_Exercise goal_.
In this exercise, copy exactly the lines from the one that contains "Question. Indicate each instance of the sunlit" through the end of the entries below; pictures are not copied.

_Data supplied_.

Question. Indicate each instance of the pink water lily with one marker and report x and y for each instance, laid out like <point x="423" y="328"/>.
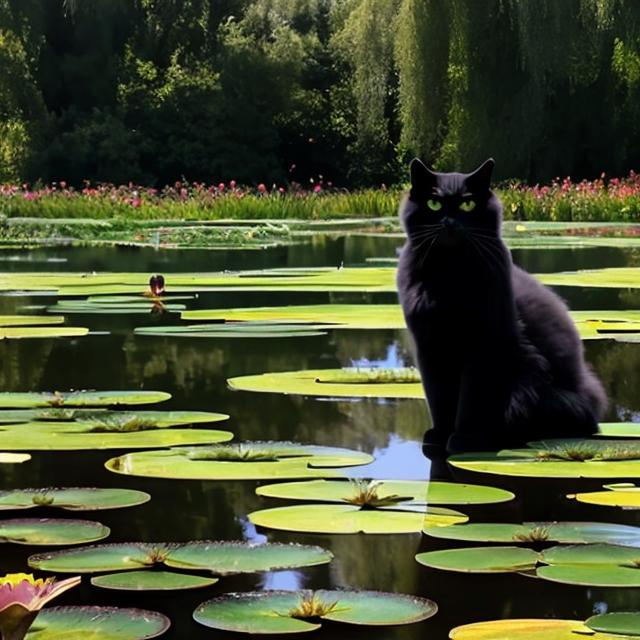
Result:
<point x="22" y="596"/>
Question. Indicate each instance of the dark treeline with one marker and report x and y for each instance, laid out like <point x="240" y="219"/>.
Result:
<point x="151" y="91"/>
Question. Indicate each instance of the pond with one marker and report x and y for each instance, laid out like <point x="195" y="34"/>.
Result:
<point x="195" y="371"/>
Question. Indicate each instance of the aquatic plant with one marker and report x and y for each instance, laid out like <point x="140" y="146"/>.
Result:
<point x="22" y="596"/>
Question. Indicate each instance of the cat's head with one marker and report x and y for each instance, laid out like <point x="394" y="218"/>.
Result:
<point x="453" y="206"/>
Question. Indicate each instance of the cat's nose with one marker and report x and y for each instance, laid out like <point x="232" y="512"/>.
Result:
<point x="448" y="222"/>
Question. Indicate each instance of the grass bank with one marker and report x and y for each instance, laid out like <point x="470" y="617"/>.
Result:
<point x="601" y="200"/>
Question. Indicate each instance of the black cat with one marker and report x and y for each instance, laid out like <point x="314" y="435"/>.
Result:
<point x="500" y="358"/>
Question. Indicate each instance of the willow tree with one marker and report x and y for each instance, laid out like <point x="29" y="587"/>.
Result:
<point x="365" y="43"/>
<point x="422" y="58"/>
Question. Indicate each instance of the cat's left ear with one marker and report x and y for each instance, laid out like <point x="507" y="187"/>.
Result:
<point x="480" y="179"/>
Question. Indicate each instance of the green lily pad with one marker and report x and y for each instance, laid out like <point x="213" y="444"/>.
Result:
<point x="76" y="499"/>
<point x="219" y="558"/>
<point x="246" y="461"/>
<point x="151" y="581"/>
<point x="624" y="495"/>
<point x="142" y="307"/>
<point x="603" y="565"/>
<point x="73" y="436"/>
<point x="97" y="623"/>
<point x="617" y="277"/>
<point x="349" y="383"/>
<point x="624" y="623"/>
<point x="14" y="333"/>
<point x="559" y="459"/>
<point x="233" y="330"/>
<point x="25" y="321"/>
<point x="348" y="518"/>
<point x="532" y="532"/>
<point x="481" y="559"/>
<point x="14" y="458"/>
<point x="339" y="316"/>
<point x="80" y="398"/>
<point x="285" y="611"/>
<point x="526" y="629"/>
<point x="49" y="531"/>
<point x="620" y="429"/>
<point x="389" y="491"/>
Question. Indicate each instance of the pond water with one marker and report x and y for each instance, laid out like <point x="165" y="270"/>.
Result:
<point x="195" y="373"/>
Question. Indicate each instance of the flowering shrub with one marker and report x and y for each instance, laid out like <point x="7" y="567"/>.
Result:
<point x="614" y="199"/>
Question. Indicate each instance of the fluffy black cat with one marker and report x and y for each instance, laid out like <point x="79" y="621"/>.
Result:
<point x="500" y="358"/>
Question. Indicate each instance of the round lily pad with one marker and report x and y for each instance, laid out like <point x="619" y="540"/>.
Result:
<point x="14" y="458"/>
<point x="346" y="383"/>
<point x="624" y="495"/>
<point x="246" y="461"/>
<point x="25" y="321"/>
<point x="526" y="629"/>
<point x="286" y="611"/>
<point x="532" y="532"/>
<point x="233" y="330"/>
<point x="49" y="531"/>
<point x="14" y="333"/>
<point x="219" y="558"/>
<point x="347" y="518"/>
<point x="151" y="581"/>
<point x="81" y="398"/>
<point x="620" y="429"/>
<point x="625" y="623"/>
<point x="76" y="499"/>
<point x="61" y="436"/>
<point x="525" y="464"/>
<point x="97" y="623"/>
<point x="481" y="559"/>
<point x="386" y="492"/>
<point x="604" y="565"/>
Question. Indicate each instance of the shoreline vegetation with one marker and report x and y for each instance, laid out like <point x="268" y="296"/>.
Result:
<point x="601" y="200"/>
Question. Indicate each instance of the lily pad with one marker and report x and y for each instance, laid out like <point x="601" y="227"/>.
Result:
<point x="14" y="333"/>
<point x="246" y="461"/>
<point x="14" y="458"/>
<point x="349" y="383"/>
<point x="481" y="559"/>
<point x="526" y="629"/>
<point x="151" y="581"/>
<point x="559" y="459"/>
<point x="219" y="558"/>
<point x="80" y="398"/>
<point x="624" y="495"/>
<point x="285" y="611"/>
<point x="620" y="429"/>
<point x="534" y="532"/>
<point x="603" y="565"/>
<point x="73" y="436"/>
<point x="625" y="623"/>
<point x="348" y="518"/>
<point x="25" y="321"/>
<point x="617" y="277"/>
<point x="97" y="623"/>
<point x="390" y="491"/>
<point x="49" y="531"/>
<point x="233" y="330"/>
<point x="76" y="499"/>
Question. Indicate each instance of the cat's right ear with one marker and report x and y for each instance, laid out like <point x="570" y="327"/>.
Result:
<point x="422" y="178"/>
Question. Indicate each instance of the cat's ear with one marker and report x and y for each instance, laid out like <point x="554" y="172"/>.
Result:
<point x="422" y="178"/>
<point x="480" y="180"/>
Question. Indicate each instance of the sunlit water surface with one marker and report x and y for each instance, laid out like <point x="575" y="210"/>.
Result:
<point x="194" y="371"/>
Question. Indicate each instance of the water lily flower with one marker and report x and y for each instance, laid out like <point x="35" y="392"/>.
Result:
<point x="22" y="596"/>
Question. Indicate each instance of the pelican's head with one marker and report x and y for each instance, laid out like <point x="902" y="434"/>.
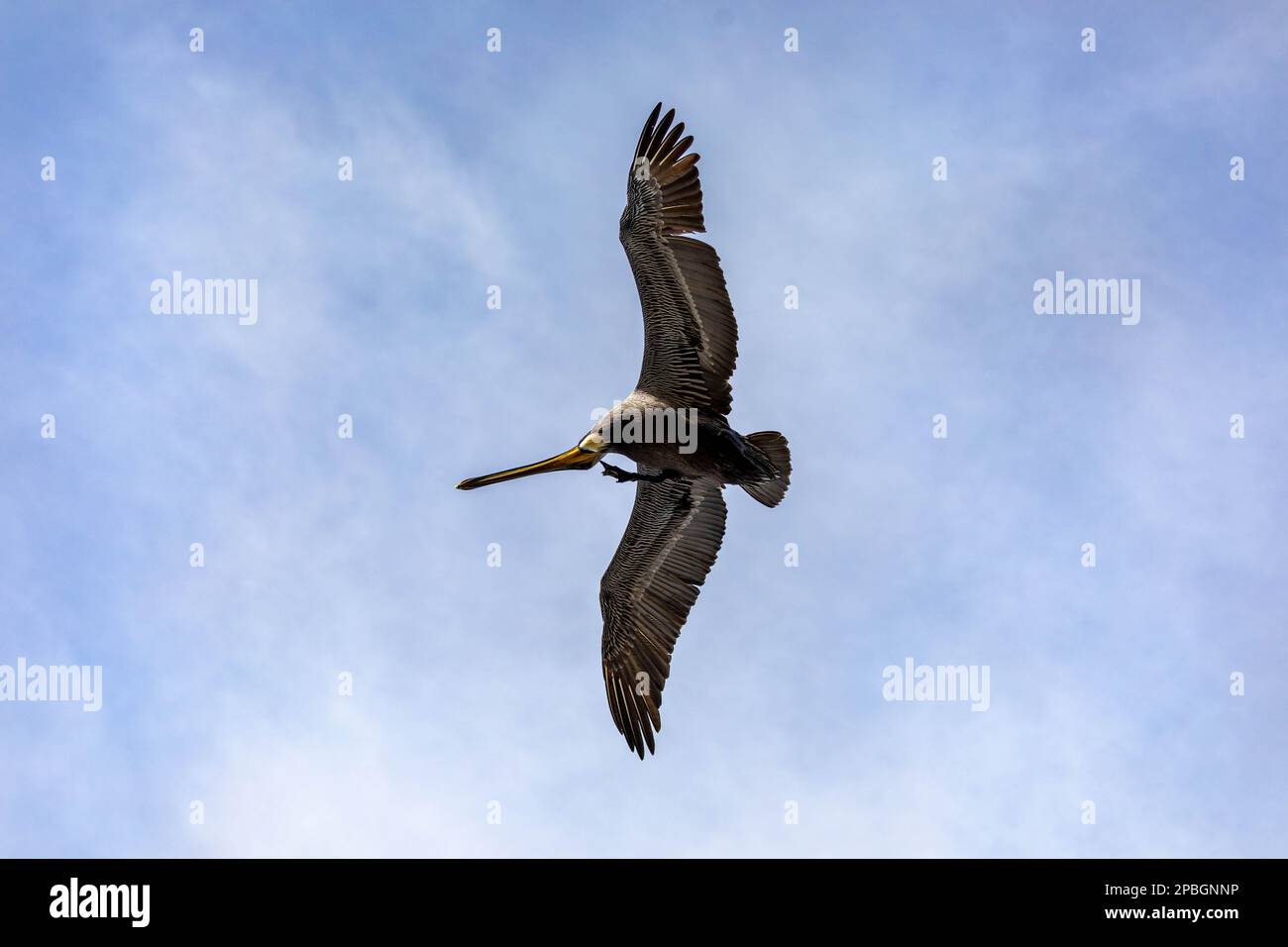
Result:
<point x="584" y="457"/>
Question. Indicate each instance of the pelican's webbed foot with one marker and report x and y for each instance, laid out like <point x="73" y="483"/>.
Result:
<point x="626" y="475"/>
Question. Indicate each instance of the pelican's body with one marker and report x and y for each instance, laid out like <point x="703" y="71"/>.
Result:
<point x="674" y="427"/>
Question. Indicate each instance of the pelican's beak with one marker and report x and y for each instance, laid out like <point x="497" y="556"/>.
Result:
<point x="576" y="459"/>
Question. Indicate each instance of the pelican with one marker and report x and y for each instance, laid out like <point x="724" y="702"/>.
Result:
<point x="678" y="522"/>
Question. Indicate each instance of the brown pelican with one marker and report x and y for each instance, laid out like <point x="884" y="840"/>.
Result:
<point x="673" y="425"/>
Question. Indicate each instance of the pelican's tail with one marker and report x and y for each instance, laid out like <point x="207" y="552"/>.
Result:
<point x="773" y="446"/>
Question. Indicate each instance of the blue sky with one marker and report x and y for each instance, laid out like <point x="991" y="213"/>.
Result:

_Correct answer_.
Question. Indicate each instance of the sunlit water surface with one marker and report x and y for each instance, laid out like <point x="575" y="210"/>.
Result:
<point x="194" y="371"/>
Question. Indicate each instance of the water lily flower with one marker and report x and y for each instance, laid out like <point x="35" y="392"/>.
Result:
<point x="22" y="596"/>
Question. Indicate each instance of the pelican's head with one marker and report x and y for each instance, laid out like <point x="902" y="434"/>.
Result:
<point x="584" y="457"/>
Question. Indicate each instance of the pelican's webbed foot with one marker and report x and y for each instance, laid out like <point x="73" y="483"/>.
Result:
<point x="626" y="475"/>
Question. Indicate each instance of the pelican's body with one marker and report x and y for each instance, laid out like <point x="703" y="71"/>.
Result:
<point x="674" y="427"/>
Question. Indicate each instance of the pelican's beak with one marker and report x and y for each instance, laid out like <point x="497" y="556"/>.
Result:
<point x="576" y="459"/>
Question. Indicate each instance of the pelican with one marker and report x and y for each instance, laid out like <point x="724" y="702"/>.
Result:
<point x="678" y="522"/>
Question. Indicate each instance of the brown pelican with one marker and report x and y for each instance, laid out like <point x="884" y="840"/>.
Result:
<point x="673" y="425"/>
Question. Indicate each instance of the pelican's tail with one marker and report x and y for each instance, laid out like <point x="207" y="552"/>.
Result:
<point x="773" y="446"/>
Question. Indicate each instance of the blue sky with one marker and report x and y for each instance, laid out like <point x="991" y="213"/>.
Result:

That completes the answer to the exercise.